__DO THIS__: Start with the line containing "white collar, placing" and write out each line through the end of the listing, exactly as given.

============================================================

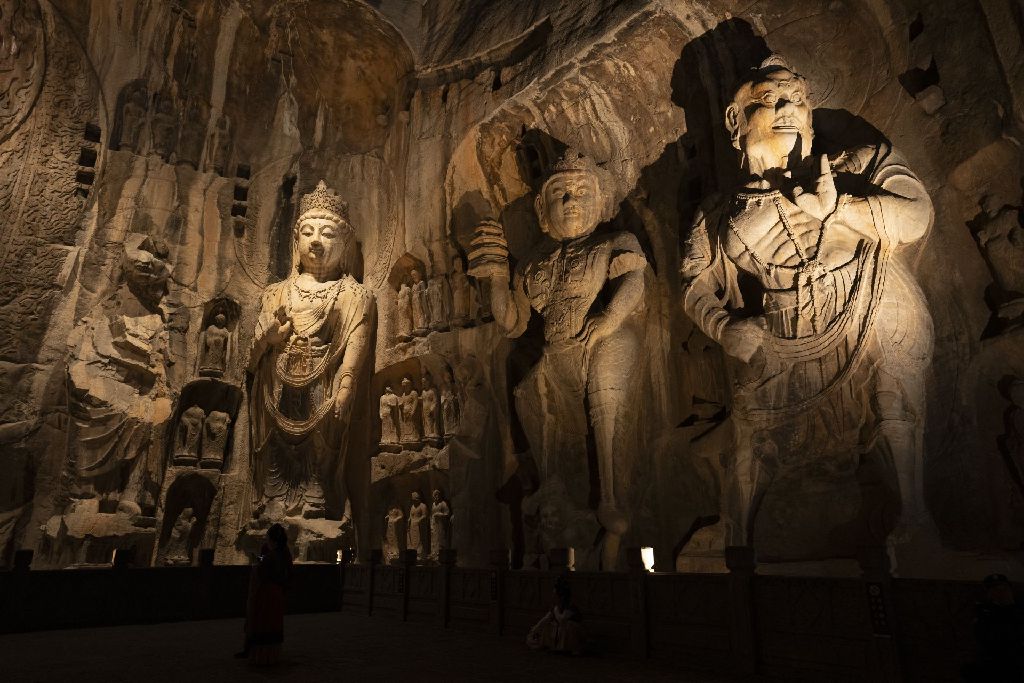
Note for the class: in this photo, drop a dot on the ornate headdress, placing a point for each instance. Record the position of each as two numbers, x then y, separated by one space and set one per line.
572 161
323 203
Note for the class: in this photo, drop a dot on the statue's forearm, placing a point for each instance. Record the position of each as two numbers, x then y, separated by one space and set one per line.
503 304
626 299
705 308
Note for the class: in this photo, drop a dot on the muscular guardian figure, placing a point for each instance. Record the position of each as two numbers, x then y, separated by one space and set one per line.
832 361
589 352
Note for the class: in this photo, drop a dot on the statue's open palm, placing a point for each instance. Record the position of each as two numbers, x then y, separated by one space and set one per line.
821 202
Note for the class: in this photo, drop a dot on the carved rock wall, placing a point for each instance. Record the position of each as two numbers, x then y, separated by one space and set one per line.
199 125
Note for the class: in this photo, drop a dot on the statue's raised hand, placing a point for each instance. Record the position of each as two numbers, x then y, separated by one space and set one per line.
279 331
821 202
742 338
488 252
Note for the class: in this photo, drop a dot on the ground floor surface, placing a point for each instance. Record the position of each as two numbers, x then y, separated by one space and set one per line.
317 647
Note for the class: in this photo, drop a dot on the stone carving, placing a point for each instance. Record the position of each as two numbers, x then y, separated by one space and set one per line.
393 534
186 444
410 424
421 310
404 321
214 348
311 343
178 549
439 298
417 526
117 380
836 364
586 355
462 298
389 421
450 407
439 517
164 130
23 61
428 408
215 432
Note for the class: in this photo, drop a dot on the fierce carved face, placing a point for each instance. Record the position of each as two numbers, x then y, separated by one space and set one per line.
568 205
322 244
770 117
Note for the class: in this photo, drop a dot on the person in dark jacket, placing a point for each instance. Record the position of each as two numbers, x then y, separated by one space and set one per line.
998 631
265 607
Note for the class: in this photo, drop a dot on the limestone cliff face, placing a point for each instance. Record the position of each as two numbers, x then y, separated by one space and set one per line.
197 126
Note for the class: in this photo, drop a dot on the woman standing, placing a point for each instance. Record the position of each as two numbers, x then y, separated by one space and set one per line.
265 608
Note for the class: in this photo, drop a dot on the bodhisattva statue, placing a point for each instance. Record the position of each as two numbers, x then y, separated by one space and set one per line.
409 414
835 366
417 526
589 352
186 441
394 536
214 348
215 431
421 306
440 514
310 346
389 420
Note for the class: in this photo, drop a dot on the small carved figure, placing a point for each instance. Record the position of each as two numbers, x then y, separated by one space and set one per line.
439 297
215 439
837 363
417 526
132 119
389 420
421 305
214 348
189 434
590 350
410 428
428 406
394 538
403 323
439 516
178 550
311 343
461 295
450 407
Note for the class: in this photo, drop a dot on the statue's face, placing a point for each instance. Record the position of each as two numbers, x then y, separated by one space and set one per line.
568 205
772 116
322 244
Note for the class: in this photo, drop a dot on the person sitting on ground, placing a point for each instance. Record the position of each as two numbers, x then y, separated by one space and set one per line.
265 608
998 631
561 629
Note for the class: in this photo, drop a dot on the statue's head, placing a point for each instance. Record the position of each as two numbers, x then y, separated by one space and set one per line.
569 203
323 235
770 115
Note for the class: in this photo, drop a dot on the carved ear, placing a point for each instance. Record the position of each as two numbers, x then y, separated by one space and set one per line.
732 123
539 209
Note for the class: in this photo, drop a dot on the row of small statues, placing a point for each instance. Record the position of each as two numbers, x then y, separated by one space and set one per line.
201 438
439 304
413 419
416 535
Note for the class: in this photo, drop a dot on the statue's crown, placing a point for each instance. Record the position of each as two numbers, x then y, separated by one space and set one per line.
572 161
324 200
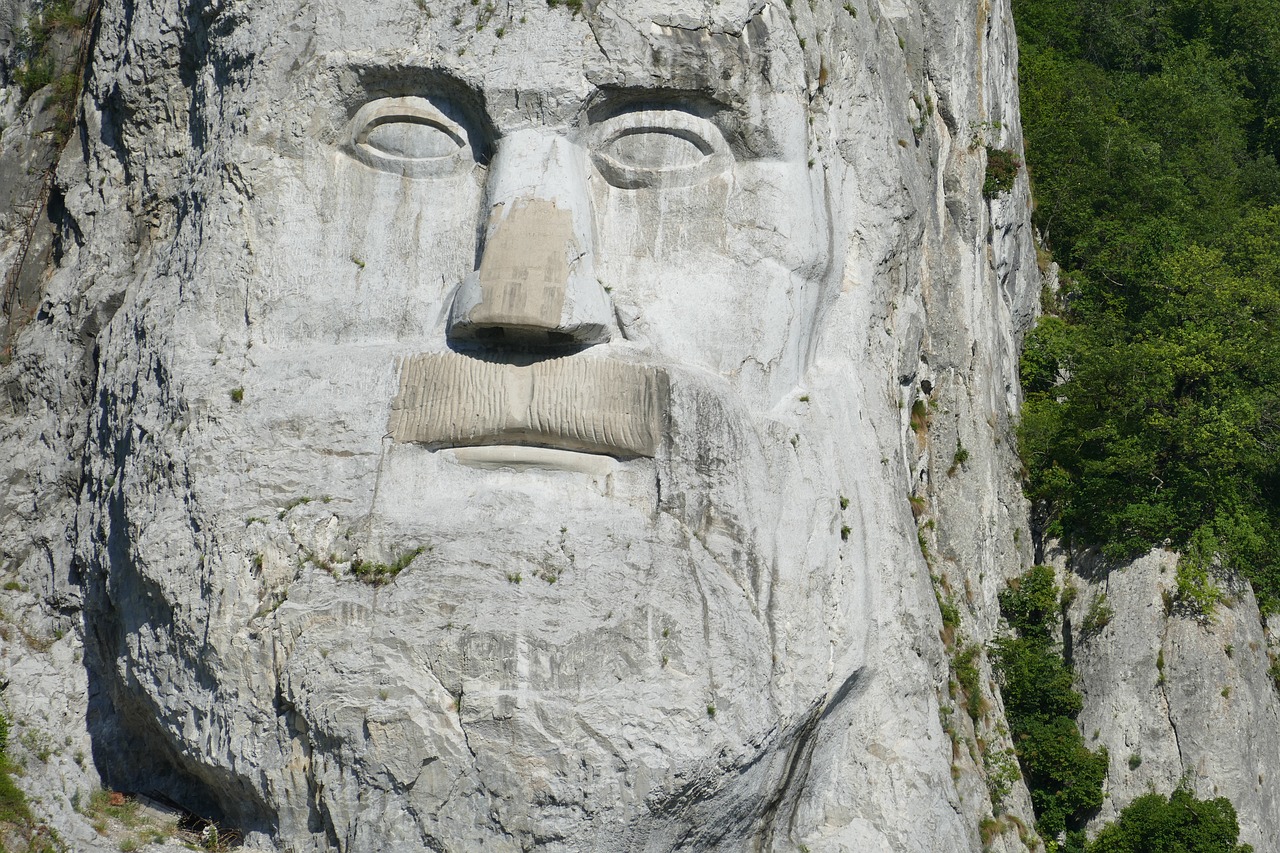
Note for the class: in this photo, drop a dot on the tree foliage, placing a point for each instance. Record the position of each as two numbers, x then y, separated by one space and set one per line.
1063 775
1174 824
1153 397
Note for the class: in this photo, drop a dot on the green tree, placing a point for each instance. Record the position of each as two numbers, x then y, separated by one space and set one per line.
1174 824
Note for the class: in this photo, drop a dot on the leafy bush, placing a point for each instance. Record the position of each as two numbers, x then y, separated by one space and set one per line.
1174 824
1001 172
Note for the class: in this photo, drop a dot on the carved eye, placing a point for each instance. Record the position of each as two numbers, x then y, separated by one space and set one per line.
658 149
408 136
411 138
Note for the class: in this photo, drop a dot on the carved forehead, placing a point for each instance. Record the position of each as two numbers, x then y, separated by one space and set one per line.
725 49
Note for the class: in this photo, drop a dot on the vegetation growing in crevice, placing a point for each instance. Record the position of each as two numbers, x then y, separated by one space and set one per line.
1001 172
1063 775
41 60
19 830
379 574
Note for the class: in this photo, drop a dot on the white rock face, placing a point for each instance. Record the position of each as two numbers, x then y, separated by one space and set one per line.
1178 698
659 584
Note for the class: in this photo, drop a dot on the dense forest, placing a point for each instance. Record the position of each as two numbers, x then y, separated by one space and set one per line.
1152 383
1152 409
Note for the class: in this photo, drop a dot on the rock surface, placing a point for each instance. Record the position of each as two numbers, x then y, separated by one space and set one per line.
1178 697
254 593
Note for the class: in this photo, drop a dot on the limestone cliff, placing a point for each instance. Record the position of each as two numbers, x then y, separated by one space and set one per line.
666 573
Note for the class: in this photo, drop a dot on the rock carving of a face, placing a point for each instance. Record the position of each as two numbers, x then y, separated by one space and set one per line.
511 301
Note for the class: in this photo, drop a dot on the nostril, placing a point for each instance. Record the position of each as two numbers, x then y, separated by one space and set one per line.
521 338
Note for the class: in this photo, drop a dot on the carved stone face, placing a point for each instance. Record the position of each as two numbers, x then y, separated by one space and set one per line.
513 305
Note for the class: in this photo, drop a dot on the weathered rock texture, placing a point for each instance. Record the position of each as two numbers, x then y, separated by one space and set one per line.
1178 697
717 632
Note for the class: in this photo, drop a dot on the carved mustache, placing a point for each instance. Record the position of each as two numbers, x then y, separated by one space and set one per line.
593 405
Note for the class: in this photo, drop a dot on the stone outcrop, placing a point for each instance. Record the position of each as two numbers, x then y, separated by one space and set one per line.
507 425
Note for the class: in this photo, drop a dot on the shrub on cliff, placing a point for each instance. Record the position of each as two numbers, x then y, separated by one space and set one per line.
1174 824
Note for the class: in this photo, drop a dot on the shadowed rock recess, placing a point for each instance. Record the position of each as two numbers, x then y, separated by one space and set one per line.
516 425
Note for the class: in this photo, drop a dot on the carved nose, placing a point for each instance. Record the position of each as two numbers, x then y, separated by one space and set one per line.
535 284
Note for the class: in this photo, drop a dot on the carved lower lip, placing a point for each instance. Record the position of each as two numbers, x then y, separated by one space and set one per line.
579 404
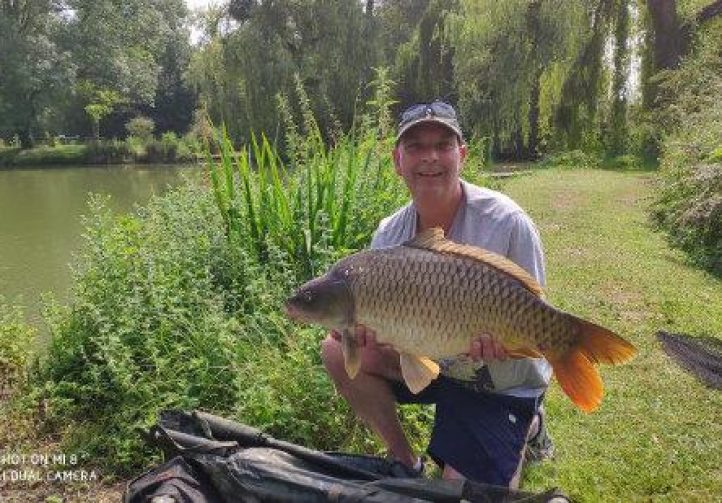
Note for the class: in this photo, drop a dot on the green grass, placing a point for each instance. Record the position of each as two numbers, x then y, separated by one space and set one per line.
658 433
62 154
170 314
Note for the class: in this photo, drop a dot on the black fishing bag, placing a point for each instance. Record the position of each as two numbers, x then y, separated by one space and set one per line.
211 459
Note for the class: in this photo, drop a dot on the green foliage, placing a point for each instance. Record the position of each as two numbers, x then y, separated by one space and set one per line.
17 344
573 159
688 204
63 154
35 71
141 127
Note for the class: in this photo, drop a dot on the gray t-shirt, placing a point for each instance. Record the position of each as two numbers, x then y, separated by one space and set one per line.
493 221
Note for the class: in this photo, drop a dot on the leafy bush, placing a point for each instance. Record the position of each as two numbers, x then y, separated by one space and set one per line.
141 127
108 151
17 340
63 154
689 202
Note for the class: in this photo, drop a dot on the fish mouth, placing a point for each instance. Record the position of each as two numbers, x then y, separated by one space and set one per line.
297 314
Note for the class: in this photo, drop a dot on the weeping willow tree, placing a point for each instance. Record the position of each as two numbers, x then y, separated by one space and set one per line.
506 53
256 48
424 64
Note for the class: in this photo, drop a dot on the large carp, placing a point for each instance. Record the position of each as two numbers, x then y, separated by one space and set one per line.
429 297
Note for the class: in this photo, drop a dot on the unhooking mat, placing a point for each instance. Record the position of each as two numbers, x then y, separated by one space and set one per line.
211 459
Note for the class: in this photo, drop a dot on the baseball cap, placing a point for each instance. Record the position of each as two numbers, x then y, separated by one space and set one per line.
437 112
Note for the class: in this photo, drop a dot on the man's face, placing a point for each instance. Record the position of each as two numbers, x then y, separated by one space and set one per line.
429 157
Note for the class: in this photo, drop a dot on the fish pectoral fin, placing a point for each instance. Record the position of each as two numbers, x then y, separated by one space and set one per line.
524 352
418 371
351 353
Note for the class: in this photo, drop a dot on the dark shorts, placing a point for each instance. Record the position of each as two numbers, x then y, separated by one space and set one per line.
481 435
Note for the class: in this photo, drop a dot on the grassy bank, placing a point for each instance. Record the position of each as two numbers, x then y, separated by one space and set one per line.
168 149
657 435
172 316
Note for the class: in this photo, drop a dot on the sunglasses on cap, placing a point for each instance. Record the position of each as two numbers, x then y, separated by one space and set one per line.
436 112
421 110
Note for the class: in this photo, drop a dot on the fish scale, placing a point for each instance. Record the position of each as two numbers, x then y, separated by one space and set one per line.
430 298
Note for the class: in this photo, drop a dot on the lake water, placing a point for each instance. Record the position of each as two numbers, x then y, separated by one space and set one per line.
40 221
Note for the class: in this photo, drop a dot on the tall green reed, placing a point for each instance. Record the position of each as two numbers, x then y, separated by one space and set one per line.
325 202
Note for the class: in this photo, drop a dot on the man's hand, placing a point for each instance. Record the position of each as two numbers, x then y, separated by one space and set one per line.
486 348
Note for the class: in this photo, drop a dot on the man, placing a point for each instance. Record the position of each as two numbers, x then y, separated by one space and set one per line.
486 405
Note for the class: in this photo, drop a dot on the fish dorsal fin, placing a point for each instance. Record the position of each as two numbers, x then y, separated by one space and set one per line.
434 240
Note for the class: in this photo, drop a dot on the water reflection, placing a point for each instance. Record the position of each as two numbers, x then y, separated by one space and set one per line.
40 220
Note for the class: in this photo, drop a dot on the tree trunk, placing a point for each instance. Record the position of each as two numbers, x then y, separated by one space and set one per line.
369 8
534 114
667 35
617 127
533 117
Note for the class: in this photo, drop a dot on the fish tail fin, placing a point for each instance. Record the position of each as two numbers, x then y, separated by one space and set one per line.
575 369
600 345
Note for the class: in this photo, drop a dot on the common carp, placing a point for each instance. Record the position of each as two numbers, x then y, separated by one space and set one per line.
430 297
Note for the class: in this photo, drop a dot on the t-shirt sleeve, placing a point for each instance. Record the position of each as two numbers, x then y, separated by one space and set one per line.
525 248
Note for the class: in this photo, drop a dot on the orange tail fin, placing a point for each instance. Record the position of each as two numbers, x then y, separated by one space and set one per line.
575 369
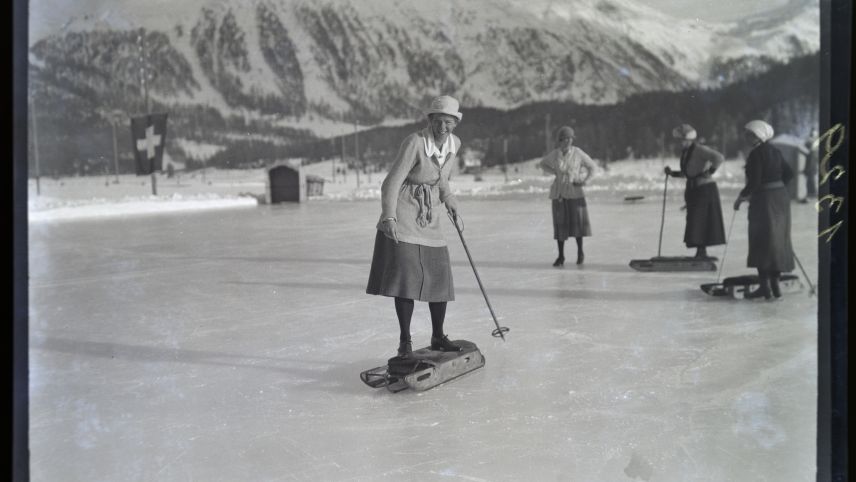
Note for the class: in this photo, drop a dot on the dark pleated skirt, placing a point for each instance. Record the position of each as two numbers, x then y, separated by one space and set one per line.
411 271
570 219
770 246
704 217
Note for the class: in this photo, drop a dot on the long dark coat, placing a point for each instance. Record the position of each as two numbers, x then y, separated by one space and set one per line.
704 210
767 174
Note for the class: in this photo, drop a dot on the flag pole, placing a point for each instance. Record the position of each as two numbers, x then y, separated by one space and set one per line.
145 74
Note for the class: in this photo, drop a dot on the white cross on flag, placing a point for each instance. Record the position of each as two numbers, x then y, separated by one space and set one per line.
148 133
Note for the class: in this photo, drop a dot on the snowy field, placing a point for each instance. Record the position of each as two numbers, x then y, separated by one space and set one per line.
225 344
99 197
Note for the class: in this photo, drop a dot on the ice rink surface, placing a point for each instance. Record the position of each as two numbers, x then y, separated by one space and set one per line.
226 346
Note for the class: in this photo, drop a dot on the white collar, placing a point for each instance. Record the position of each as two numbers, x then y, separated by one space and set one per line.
431 148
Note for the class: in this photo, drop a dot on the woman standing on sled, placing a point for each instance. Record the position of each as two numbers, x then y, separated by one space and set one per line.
767 173
572 168
411 259
704 211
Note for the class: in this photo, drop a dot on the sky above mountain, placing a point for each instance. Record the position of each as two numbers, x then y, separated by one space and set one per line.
50 16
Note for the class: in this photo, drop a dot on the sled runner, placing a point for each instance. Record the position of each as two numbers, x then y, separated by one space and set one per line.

============================================================

__WORKED SOLUTION__:
Note for the class: in this photo, drop a dot on the white collar, placing a point for each instance. Record the position of each as two numbers, x then y, separated by one space and set one per line.
431 148
Note for the class: in this photo, drop a dot on the woman standing on sled, placing a point for each instance. Record the position of each as two numbers, x then y, separated by one space and set one per line.
767 173
572 168
411 259
704 211
Note for the class: in this photo, drop a dot on the sky above mountain, placing a point for each instance. Record the position of each as two numbers, x then y, separated by one space and set one per line.
50 16
Note for the class: in this photo, drop a dot on the sled runner, placing a point for each instance. Record the position of each as two numbers, x then y, separated by one space and set one per line.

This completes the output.